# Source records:
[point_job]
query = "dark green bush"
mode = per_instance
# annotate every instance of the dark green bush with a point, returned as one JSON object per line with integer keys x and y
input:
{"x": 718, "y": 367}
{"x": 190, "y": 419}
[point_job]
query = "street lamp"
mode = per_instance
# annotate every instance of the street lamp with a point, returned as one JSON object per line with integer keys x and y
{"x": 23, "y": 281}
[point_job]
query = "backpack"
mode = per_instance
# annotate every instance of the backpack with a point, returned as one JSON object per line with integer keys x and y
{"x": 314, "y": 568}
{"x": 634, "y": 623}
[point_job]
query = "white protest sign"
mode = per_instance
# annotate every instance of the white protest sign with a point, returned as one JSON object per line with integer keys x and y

# Aim:
Write out all of the data above verbatim, line for line.

# Task output:
[point_job]
query = "dark green bush"
mode = per_instance
# annotate every instance of the dark green bush with a point, returned as one JSON object per line with integer keys x and y
input:
{"x": 718, "y": 367}
{"x": 190, "y": 419}
[point_job]
query = "street lamp"
mode = per_instance
# annotate every instance of the street lamp with a point, returned as one JSON object per line with integer keys x and y
{"x": 23, "y": 281}
[point_job]
query = "backpack"
mode = per_instance
# annotate every instance of the backpack with a point, returned as one JSON object per line with integer keys x and y
{"x": 314, "y": 568}
{"x": 634, "y": 623}
[point_job]
query = "white protest sign"
mode = per_instance
# annotate every instance of the white protest sign with a point, returned as one JSON object per line with integer keys x and y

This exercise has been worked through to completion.